This PR adds graceful handling of m=text media lines (T.140 Real-Time Text, RFC 4103) in SDP processing. I know, that Janus does not implement RTT yet, at least its not merged, but i think m=text line in an incoming SDP offer should not cause the entire session to be rejected. Instead, Janus now recognizes the m=text type, accepts it at the SDP parsing level, and just disables it by setting port to zero - allowing call with compatible media (e.g., m=audio) to proceed normally.

Problem

Many SIP clients (e.g., PJSIP lib) include m=text in their SDP to advertise T.140 Real-Time Text support. When such an SDP reaches Janus, Janus currently treats m=text as an unknown media type, causing the SDP to be treated as invalid and returning a 488 Not Acceptable Here, even though the offer contains perfectly compatible audio/video streams.

Per RFC 3264 Section 6.1, unsupported media streams should be handled gracefully:

If the answerer has no media formats in common for a particular offered stream, the answerer MUST reject that media stream by setting the port to zero.

• _ENTRIES SHOWN_
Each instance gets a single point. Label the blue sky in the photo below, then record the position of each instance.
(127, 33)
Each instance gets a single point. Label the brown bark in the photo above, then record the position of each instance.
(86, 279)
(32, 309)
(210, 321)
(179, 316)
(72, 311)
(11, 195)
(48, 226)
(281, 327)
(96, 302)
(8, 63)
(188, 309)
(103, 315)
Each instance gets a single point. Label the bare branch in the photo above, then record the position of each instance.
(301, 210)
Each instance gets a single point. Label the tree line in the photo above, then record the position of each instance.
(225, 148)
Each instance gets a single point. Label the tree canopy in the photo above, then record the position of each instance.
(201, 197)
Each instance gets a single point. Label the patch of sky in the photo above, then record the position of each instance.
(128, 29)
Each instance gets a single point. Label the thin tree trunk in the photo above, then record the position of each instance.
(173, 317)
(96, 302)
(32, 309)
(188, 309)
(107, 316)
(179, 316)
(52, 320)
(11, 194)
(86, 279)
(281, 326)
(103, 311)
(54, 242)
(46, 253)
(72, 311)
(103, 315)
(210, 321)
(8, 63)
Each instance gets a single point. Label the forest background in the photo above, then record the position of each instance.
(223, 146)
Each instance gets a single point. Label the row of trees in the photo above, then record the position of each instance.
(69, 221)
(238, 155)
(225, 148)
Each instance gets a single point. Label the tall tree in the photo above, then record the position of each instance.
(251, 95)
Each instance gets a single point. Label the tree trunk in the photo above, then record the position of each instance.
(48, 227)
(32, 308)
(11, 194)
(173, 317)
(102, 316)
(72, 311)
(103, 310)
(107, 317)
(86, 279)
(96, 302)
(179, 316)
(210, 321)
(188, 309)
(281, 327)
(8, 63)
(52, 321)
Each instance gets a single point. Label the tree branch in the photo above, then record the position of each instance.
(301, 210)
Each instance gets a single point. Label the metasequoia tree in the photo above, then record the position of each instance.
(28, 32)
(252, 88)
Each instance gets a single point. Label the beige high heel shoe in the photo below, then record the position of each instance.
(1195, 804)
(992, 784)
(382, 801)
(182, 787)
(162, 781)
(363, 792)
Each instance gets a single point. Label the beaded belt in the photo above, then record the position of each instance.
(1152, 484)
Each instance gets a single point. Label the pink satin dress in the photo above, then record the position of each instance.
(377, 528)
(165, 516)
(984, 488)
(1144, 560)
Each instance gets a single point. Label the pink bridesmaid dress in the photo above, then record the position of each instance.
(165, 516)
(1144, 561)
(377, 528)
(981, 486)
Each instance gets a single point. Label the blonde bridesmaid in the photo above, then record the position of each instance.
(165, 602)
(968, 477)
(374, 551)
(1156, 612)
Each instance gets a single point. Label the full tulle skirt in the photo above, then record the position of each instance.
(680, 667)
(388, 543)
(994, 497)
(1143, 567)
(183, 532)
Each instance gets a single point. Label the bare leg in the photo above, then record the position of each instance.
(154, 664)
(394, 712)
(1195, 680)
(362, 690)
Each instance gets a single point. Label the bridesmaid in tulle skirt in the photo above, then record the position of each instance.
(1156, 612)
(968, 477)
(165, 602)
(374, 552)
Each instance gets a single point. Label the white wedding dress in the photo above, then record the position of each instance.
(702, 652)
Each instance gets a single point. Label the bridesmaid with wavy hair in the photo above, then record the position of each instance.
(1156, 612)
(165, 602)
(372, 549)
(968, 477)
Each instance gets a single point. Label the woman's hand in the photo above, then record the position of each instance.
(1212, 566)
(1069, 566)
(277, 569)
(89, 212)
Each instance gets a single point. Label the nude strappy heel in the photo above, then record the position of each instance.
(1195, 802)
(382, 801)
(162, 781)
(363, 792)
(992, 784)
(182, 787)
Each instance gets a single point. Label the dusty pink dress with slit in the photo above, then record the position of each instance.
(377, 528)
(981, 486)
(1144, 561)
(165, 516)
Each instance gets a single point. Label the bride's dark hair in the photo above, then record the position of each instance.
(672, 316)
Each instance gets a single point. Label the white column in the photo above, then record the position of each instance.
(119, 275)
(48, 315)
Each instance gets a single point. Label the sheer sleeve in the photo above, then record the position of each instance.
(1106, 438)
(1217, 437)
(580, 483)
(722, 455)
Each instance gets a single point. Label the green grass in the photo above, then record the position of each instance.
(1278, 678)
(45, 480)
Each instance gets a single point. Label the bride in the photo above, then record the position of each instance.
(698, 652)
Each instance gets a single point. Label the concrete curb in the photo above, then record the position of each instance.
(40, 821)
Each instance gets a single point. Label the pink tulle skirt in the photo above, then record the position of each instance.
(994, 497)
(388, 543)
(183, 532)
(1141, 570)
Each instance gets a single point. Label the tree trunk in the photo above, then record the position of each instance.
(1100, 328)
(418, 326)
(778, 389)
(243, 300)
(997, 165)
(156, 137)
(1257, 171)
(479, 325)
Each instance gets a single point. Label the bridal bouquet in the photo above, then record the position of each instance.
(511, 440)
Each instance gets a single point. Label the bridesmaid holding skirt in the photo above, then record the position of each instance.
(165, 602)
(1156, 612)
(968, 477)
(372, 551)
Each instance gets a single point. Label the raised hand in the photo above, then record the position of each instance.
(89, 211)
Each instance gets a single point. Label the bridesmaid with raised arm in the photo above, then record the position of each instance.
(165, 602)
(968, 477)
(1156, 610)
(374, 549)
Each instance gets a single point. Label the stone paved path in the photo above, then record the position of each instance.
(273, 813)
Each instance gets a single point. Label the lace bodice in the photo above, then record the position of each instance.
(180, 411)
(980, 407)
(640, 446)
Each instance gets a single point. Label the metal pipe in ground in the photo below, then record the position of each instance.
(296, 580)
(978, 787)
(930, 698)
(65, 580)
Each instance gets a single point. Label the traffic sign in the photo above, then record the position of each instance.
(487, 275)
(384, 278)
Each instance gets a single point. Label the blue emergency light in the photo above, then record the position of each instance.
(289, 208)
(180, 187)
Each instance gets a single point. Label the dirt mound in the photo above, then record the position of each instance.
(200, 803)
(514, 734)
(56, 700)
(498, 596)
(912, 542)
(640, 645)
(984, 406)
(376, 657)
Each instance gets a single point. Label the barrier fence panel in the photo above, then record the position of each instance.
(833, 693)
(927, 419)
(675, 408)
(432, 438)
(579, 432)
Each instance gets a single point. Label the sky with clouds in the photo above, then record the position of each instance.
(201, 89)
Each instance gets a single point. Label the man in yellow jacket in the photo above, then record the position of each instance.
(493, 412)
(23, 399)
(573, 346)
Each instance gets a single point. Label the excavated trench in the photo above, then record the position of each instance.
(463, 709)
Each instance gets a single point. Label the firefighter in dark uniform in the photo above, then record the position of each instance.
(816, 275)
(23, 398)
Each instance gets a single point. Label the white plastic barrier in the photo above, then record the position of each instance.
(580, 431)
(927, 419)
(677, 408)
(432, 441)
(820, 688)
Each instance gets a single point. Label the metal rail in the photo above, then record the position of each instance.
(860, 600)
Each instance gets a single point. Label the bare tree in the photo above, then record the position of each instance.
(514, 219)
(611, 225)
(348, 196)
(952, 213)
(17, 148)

• _EXERCISE INSTRUCTIONS_
a: Print the PR description from "Per RFC 3264" up to and including "port to zero.".
b: Translate this sentence from the PR description into Spanish: "Many SIP clients (e.g., PJSIP lib) include m=text in their SDP to advertise T.140 Real-Time Text support."
Rely only on the text itself, not on the rows.

• _PROBLEM SOLUTIONS_
a:
Per RFC 3264 Section 6.1, unsupported media streams should be handled gracefully:

If the answerer has no media formats in common for a particular offered stream, the answerer MUST reject that media stream by setting the port to zero.

b: Muchos clientes SIP (p. ej., la biblioteca PJSIP) incluyen m=text en su SDP para anunciar compatibilidad con Texto en Tiempo Real T.140.